■ Source material ■

"""

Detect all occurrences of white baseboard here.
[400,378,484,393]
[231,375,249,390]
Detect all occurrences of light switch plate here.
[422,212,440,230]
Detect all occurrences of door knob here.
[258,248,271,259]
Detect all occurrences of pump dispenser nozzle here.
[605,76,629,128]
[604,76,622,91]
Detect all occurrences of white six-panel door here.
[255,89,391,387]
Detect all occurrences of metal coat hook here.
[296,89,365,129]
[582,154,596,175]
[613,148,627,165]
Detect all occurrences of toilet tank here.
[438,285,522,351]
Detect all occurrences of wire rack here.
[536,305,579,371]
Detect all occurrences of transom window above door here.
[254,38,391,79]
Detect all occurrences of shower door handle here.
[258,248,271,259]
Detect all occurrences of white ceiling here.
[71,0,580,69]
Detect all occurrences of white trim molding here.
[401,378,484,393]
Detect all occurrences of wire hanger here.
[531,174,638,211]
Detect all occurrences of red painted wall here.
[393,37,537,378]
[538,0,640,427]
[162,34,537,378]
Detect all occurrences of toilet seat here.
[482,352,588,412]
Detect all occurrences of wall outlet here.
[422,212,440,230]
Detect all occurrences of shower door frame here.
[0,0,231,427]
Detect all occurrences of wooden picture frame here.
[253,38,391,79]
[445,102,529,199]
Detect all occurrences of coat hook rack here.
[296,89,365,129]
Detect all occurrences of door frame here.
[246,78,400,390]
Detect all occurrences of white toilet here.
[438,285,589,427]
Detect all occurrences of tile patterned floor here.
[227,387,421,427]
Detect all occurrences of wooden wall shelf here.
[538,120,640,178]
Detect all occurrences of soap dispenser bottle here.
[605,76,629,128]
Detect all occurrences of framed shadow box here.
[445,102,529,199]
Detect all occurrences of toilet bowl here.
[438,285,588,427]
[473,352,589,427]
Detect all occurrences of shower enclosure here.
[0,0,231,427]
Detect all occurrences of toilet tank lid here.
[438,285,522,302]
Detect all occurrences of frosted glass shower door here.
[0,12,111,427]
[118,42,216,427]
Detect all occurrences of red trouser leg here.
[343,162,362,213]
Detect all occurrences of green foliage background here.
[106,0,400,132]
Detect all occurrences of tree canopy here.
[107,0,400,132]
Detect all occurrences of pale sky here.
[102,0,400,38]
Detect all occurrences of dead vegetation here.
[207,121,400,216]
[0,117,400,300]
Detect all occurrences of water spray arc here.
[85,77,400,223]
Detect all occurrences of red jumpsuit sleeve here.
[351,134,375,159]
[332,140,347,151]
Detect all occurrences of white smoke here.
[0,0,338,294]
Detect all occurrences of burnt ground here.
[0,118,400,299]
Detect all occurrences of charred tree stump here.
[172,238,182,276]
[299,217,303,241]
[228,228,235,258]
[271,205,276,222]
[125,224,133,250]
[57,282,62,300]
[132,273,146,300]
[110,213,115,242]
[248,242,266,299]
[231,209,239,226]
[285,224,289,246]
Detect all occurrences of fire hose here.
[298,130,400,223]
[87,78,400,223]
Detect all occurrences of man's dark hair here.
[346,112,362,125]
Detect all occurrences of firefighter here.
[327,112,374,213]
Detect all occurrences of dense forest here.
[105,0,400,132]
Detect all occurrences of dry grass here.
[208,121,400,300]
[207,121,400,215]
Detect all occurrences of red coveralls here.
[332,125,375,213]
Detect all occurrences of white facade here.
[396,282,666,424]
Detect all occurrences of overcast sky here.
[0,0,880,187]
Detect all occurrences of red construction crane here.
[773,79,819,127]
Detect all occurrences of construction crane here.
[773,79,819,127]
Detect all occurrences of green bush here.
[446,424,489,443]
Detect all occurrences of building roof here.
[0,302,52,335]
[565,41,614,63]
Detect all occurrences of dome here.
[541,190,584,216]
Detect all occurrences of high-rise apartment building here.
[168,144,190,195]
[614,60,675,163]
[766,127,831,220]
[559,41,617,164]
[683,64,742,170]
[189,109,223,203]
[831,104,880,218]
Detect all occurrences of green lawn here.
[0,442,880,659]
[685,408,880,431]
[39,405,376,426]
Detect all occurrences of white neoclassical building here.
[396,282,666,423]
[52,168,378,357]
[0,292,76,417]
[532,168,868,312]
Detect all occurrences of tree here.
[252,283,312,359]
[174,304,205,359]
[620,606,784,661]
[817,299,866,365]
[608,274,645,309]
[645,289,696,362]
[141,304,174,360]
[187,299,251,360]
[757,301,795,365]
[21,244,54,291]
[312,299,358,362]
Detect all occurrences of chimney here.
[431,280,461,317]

"""

Pick out every line of the items above that contains the word "crane" and copy each one as it appears.

■ Task result ■
Detect all occurrences of red construction crane here.
Detect all occurrences of construction crane here.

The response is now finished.